#### TEXTO DEL EJERCICIO ####

El resurgimiento de las fronteras venía de antes

No es cosa sólo del COVID-19. Antes de la pandemia, muchos países, empujados por la ola de xenofobia y nacional-populismo que ha tomado la política internacional, empezaron a modificar sus planteamientos en materia de movilidad global y gobernabilidad global. Es probable que los efectos más amplios de esta tendencia sólo se vean a largo plazo. Como en el caso del Brexit, proceso del que ahora estamos viendo algunas de sus consecuencias.

La dinámica no es exclusiva de Gran Bretaña: otros países europeos, como Francia, Italia, Hungría, o Polonia cuentan con pronunciados movimientos euroescépticos. Tampoco es un fenómeno que atañe únicamente a Europa. Trump, Bolsonaro, o Duterte son claros ejemplos internacionales de la ausencia de respeto por la gobernabilidad global.

La volatilidad derivada de este tipo de políticas y agitaciones puede afectar rápidamente a la economía de un país. Ahí está el ejemplo de Hong Kong, cuya economía se ha visto afectada desde la aprobación de la nueva ley de seguridad nacional en junio de 2020. Y todo ello no hizo más que aumentar la demanda por una salida. En este caso, por otro pasaporte. El COVID-19 ha producido un despegue de ese interés.

#### EXTRACTOS DE DATOS ####

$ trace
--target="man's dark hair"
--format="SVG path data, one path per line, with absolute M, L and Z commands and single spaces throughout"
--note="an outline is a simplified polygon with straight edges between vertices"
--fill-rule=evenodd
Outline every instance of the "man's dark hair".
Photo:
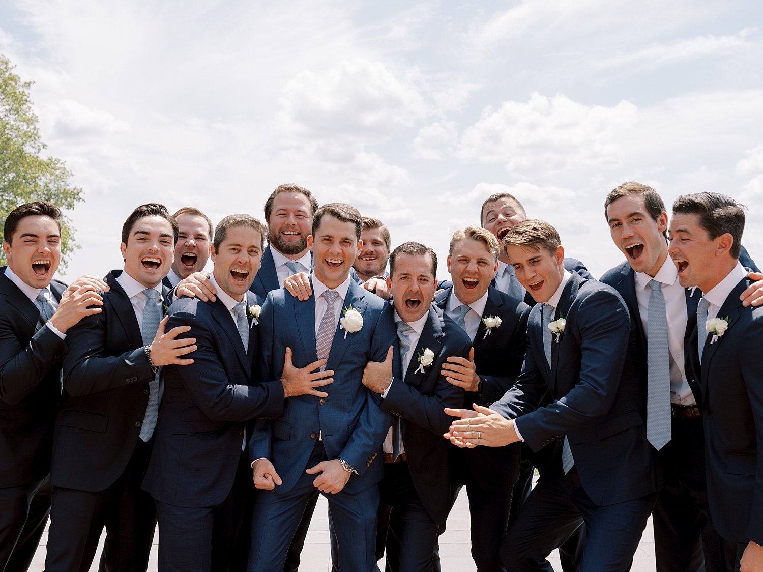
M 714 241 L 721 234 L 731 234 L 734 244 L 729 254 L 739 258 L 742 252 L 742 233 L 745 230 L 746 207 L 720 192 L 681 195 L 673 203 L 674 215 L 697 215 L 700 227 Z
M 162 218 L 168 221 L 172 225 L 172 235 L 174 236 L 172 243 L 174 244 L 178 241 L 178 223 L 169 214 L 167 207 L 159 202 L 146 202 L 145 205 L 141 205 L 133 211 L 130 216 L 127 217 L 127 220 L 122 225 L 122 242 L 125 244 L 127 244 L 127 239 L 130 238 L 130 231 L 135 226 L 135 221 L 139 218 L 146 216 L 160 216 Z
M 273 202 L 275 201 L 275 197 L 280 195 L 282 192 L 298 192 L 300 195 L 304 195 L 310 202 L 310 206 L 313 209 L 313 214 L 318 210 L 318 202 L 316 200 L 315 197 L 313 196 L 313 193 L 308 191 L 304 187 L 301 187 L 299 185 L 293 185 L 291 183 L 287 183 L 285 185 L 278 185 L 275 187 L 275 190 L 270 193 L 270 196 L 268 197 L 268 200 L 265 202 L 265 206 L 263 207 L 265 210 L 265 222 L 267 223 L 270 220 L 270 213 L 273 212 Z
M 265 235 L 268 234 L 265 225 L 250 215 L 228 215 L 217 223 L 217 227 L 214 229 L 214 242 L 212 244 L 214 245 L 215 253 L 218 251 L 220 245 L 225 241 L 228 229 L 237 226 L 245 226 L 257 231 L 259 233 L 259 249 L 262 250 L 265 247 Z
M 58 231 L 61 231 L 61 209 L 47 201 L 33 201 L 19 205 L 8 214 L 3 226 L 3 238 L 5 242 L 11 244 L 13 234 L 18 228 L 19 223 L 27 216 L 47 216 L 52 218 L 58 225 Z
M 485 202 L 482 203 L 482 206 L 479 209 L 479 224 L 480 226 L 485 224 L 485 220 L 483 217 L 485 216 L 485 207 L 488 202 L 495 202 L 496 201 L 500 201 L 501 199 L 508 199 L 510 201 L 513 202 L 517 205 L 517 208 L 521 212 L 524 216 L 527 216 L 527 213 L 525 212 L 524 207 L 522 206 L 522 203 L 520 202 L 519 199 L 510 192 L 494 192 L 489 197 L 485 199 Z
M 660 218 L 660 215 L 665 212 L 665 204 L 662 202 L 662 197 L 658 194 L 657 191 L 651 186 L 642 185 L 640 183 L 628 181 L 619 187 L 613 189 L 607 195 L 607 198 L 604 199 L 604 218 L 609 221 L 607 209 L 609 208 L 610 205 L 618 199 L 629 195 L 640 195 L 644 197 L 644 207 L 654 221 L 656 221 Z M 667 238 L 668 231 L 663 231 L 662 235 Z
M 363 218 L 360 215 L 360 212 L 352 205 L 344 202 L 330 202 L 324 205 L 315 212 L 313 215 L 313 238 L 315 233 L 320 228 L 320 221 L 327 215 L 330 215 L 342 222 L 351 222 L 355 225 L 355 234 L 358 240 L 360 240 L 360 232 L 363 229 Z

####

QUÉ HACER ::
Responde estas preguntas sobre el texto acerca del resurgimiento de las fronteras:
(a) ¿Qué países europeos, además de Gran Bretaña, cuentan con pronunciados movimientos euroescépticos?
(b) ¿Qué tres figuras se citan como ejemplos internacionales de la ausencia de respeto por la gobernabilidad global?
(c) ¿En qué mes y año se aprobó la nueva ley de seguridad nacional que afectó a la economía de Hong Kong?

RESPUESTA ::
(a) Francia, Italia, Hungría y Polonia.
(b) Trump, Bolsonaro y Duterte.
(c) En junio de 2020.